**Selected passage**:
-- BEGIN --

Add a dedicated test to exercise conntrack clash resolution path.
Test program emits 128 identical udp packets in parallel, then reads
back replies from socat echo server.

Also check (via conntrack -S) that the clash path was hit at least once.
Due to the racy nature of the test its possible that despite the
threaded program all packets were processed in-order or on same cpu,
emit a SKIP warning in this case.

Two tests are added:
 - one to test the simpler, non-nat case
 - one to exercise clash resolution where packets
   might have different nat transformations attached to them.

Signed-off-by: Florian Westphal <fw@strlen.de>
---
 .../selftests/net/netfilter/.gitignore        |   1 +
 .../testing/selftests/net/netfilter/Makefile  |   3 +
 .../net/netfilter/conntrack_clash.sh          | 175 ++++++++++++++++++
 .../selftests/net/netfilter/udpclash.c        | 158 ++++++++++++++++
 4 files changed, 337 insertions(+)
 create mode 100755 tools/testing/selftests/net/netfilter/conntrack_clash.sh
 create mode 100644 tools/testing/selftests/net/netfilter/udpclash.c

diff --git a/tools/testing/selftests/net/netfilter/.gitignore b/tools/testing/selftests/net/netfilter/.gitignore
index 64c4f8d9aa6c..5d2be9a00627 100644
--- a/tools/testing/selftests/net/netfilter/.gitignore
+++ b/tools/testing/selftests/net/netfilter/.gitignore
@@ -5,3 +5,4 @@ conntrack_dump_flush
 conntrack_reverse_clash
 sctp_collision
 nf_queue
+udpclash
diff --git a/tools/testing/selftests/net/netfilter/Makefile b/tools/testing/selftests/net/netfilter/Makefile
index e9b2f553588d..a98ed892f55f 100644
--- a/tools/testing/selftests/net/netfilter/Makefile
+++ b/tools/testing/selftests/net/netfilter/Makefile
@@ -15,6 +15,7 @@ TEST_PROGS += conntrack_tcp_unreplied.sh
 TEST_PROGS += conntrack_resize.sh
 TEST_PROGS += conntrack_sctp_collision.sh
 TEST_PROGS += conntrack_vrf.sh
+TEST_PROGS += conntrack_clash.sh
 TEST_PROGS += conntrack_reverse_clash.sh
 TEST_PROGS += ipvs.sh
 TEST_PROGS += nf_conntrack_packetdrill.sh
@@ -44,6 +45,7 @@ TEST_GEN_FILES += connect_close nf_queue
 TEST_GEN_FILES += conntrack_dump_flush
 TEST_GEN_FILES += conntrack_reverse_clash
 TEST_GEN_FILES += sctp_collision
+TEST_GEN_FILES += udpclash
 
 include ../../lib.mk
 
@@ -52,6 +54,7 @@ $(OUTPUT)/nf_queue: LDLIBS += $(MNL_LDLIBS)

-- END --

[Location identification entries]
-- BEGIN --

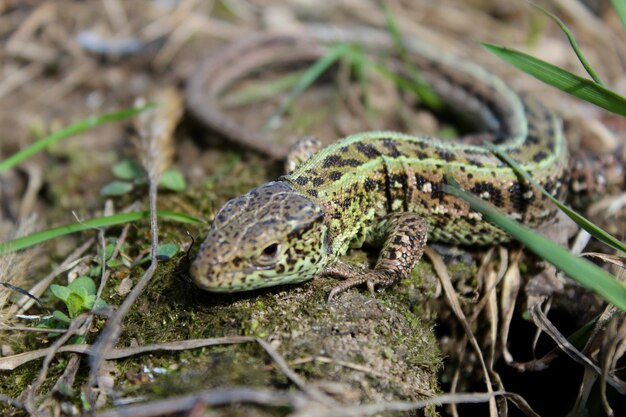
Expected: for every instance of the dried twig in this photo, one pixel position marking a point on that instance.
(212, 397)
(442, 273)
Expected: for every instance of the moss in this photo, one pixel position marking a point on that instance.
(371, 349)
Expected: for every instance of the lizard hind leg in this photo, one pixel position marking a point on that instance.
(404, 237)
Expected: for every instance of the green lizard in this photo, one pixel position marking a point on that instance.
(386, 189)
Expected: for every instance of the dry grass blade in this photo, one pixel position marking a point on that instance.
(613, 350)
(13, 269)
(155, 127)
(612, 259)
(212, 397)
(384, 408)
(30, 393)
(541, 321)
(155, 147)
(442, 273)
(312, 391)
(24, 303)
(510, 289)
(11, 362)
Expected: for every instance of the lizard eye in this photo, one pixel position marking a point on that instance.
(268, 255)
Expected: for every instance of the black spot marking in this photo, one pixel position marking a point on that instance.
(475, 162)
(331, 160)
(446, 155)
(351, 162)
(335, 175)
(532, 139)
(515, 197)
(438, 190)
(495, 195)
(302, 180)
(390, 144)
(368, 150)
(369, 184)
(420, 181)
(539, 156)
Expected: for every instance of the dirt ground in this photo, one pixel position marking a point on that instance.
(284, 350)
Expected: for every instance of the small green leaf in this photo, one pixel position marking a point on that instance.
(61, 316)
(167, 251)
(61, 292)
(99, 304)
(75, 304)
(116, 188)
(114, 263)
(173, 179)
(89, 301)
(84, 285)
(128, 169)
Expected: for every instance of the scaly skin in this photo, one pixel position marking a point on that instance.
(387, 189)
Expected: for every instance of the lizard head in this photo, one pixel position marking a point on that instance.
(270, 236)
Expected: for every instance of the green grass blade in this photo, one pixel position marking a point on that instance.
(581, 270)
(573, 43)
(68, 131)
(620, 8)
(564, 80)
(310, 75)
(39, 237)
(423, 90)
(580, 220)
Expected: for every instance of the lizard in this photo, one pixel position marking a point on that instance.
(380, 188)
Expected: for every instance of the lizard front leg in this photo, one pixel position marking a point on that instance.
(404, 237)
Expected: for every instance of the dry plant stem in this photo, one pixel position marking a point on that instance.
(112, 330)
(383, 408)
(29, 329)
(11, 362)
(213, 397)
(544, 324)
(610, 311)
(442, 273)
(35, 182)
(31, 392)
(510, 290)
(24, 303)
(345, 364)
(312, 391)
(613, 350)
(12, 402)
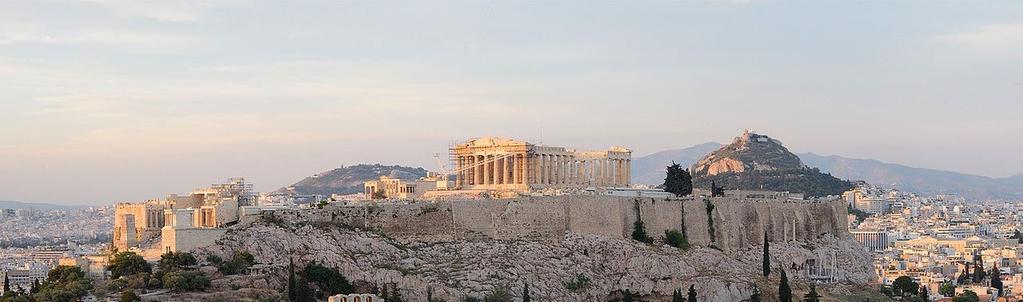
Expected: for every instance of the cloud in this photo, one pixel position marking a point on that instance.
(168, 11)
(134, 40)
(1006, 38)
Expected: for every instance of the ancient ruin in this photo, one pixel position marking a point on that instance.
(503, 164)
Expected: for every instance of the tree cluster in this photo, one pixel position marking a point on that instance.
(676, 239)
(238, 263)
(678, 181)
(61, 284)
(316, 281)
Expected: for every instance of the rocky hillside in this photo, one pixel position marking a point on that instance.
(349, 179)
(758, 162)
(576, 268)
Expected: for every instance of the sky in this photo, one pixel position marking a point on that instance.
(104, 101)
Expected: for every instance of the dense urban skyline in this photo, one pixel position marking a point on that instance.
(117, 101)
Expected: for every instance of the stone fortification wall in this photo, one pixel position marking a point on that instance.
(738, 223)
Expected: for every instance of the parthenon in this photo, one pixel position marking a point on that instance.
(503, 164)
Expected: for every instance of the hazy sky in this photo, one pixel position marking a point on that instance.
(102, 101)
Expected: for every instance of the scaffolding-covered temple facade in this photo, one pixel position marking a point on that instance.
(502, 164)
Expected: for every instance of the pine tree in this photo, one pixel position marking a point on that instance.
(812, 296)
(766, 256)
(784, 291)
(756, 296)
(292, 293)
(996, 279)
(678, 180)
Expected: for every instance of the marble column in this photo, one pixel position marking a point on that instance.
(516, 163)
(458, 166)
(508, 168)
(486, 169)
(477, 171)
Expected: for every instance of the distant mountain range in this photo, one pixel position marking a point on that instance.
(346, 180)
(37, 206)
(650, 170)
(920, 180)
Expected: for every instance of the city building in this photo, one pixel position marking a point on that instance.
(355, 298)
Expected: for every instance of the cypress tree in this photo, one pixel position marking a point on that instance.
(784, 291)
(996, 279)
(812, 295)
(766, 256)
(678, 181)
(978, 269)
(676, 296)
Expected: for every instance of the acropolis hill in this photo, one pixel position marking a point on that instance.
(512, 213)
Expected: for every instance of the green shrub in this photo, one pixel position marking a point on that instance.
(186, 281)
(676, 239)
(580, 283)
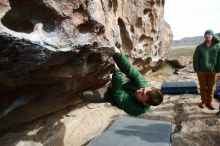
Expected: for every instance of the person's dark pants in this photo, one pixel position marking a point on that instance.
(207, 82)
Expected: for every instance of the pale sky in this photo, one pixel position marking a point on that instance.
(189, 18)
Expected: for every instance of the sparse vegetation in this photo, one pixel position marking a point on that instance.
(163, 71)
(178, 51)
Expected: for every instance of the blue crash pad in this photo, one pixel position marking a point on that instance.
(181, 87)
(129, 131)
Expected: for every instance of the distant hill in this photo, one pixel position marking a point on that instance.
(189, 41)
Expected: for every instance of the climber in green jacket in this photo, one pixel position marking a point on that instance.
(206, 62)
(132, 95)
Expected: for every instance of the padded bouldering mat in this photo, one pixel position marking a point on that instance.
(181, 87)
(129, 131)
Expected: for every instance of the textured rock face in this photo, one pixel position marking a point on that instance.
(50, 50)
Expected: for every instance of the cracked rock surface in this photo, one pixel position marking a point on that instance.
(50, 50)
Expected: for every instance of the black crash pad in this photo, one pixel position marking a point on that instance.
(129, 131)
(181, 87)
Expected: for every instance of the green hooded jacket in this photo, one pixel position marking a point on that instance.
(123, 90)
(207, 58)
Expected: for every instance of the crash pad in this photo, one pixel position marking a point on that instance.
(130, 131)
(180, 87)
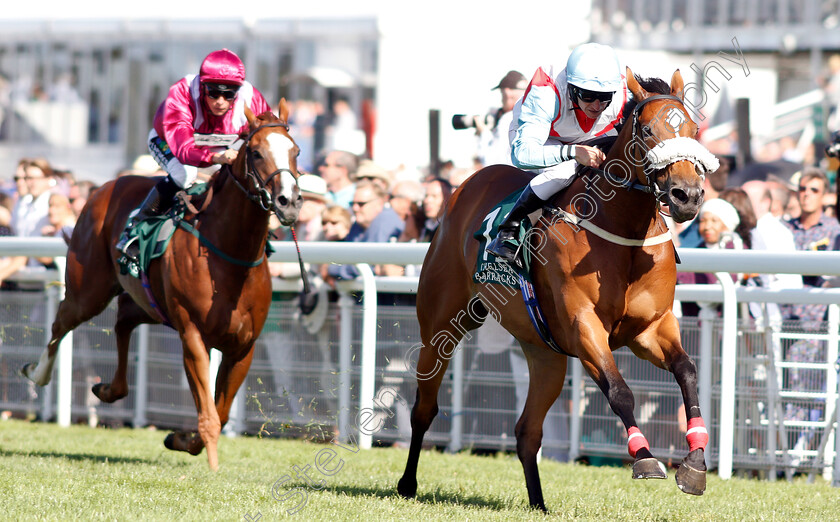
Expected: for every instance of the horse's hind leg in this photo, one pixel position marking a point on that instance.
(232, 373)
(129, 316)
(661, 345)
(597, 359)
(75, 309)
(443, 323)
(547, 371)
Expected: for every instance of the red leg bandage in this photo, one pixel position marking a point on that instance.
(697, 436)
(636, 441)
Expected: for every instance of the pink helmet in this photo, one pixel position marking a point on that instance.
(222, 67)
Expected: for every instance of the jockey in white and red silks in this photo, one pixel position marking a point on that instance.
(560, 109)
(195, 127)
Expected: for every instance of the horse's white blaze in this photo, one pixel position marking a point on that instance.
(280, 146)
(42, 373)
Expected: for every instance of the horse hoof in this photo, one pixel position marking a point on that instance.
(105, 393)
(172, 442)
(690, 480)
(649, 468)
(407, 488)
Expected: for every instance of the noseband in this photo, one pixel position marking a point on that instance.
(262, 197)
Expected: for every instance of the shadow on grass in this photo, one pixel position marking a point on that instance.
(436, 497)
(78, 457)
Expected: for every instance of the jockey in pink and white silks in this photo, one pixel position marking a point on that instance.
(195, 127)
(560, 109)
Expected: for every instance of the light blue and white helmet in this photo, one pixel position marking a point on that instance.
(594, 67)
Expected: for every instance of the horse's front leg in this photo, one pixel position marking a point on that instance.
(197, 366)
(660, 344)
(547, 372)
(597, 359)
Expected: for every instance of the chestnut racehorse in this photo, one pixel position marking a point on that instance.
(216, 293)
(604, 277)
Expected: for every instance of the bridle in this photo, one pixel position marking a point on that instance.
(637, 137)
(262, 197)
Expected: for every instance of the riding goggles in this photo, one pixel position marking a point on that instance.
(214, 90)
(587, 96)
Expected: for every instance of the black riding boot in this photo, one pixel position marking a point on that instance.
(157, 201)
(506, 243)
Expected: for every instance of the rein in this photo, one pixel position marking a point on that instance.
(658, 193)
(633, 183)
(263, 196)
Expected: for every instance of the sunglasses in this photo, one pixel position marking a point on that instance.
(590, 96)
(214, 93)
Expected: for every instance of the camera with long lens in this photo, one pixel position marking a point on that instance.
(833, 150)
(464, 121)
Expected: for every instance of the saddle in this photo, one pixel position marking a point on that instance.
(153, 234)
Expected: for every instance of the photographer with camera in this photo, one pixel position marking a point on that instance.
(492, 129)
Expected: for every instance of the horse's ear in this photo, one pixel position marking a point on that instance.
(639, 93)
(283, 110)
(249, 115)
(677, 85)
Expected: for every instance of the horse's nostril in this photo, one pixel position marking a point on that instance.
(679, 195)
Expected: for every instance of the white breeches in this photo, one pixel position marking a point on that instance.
(551, 180)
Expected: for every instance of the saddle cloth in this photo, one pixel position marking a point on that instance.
(487, 268)
(153, 235)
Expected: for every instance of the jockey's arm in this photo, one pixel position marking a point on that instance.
(226, 157)
(178, 128)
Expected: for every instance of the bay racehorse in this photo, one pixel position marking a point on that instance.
(215, 292)
(603, 271)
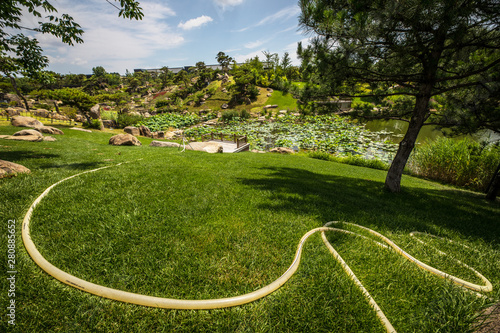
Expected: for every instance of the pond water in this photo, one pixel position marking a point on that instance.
(394, 130)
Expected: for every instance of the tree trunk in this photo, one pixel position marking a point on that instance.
(14, 85)
(420, 114)
(494, 186)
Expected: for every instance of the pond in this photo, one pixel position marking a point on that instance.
(394, 130)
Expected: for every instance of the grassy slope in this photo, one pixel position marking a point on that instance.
(171, 225)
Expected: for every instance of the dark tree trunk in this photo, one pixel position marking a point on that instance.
(494, 187)
(420, 114)
(18, 93)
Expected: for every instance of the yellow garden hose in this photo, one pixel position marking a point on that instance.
(160, 302)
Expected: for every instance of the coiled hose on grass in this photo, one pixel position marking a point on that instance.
(160, 302)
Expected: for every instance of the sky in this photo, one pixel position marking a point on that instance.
(173, 33)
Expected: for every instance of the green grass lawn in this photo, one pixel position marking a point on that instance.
(193, 225)
(284, 101)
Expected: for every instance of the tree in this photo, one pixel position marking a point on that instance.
(224, 60)
(416, 48)
(22, 55)
(165, 77)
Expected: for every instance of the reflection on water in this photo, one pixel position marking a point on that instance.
(394, 130)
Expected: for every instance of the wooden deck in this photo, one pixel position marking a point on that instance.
(231, 147)
(230, 143)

-- END --

**Brief**:
How does the conntrack clash selftest patch go on after its final line?

**Exercise answer**:
 
 $(OUTPUT)/conntrack_dump_flush: CFLAGS += $(MNL_CFLAGS)
 $(OUTPUT)/conntrack_dump_flush: LDLIBS += $(MNL_LDLIBS)
+$(OUTPUT)/udpclash: LDLIBS += -lpthread
 
 TEST_FILES := lib.sh
 TEST_FILES += packetdrill
diff --git a/tools/testing/selftests/net/netfilter/conntrack_clash.sh b/tools/testing/selftests/net/netfilter/conntrack_clash.sh
new file mode 100755
index 000000000000..3712c1b9b38b
--- /dev/null
+++ b/tools/testing/selftests/net/netfilter/conntrack_clash.sh
@@ -0,0 +1,175 @@
+#!/bin/bash
+# SPDX-License-Identifier: GPL-2.0
+
+source lib.sh
+
+clash_resolution_active=0
+dport=22111
+ret=0
+
+cleanup()
+{
+	# netns cleanup also zaps any remaining socat echo server.
+	cleanup_all_ns
+}
+
+checktool "nft --version" "run test without nft"
+checktool "conntrack --version" "run test without conntrack"
+checktool "socat -h" "run test without socat"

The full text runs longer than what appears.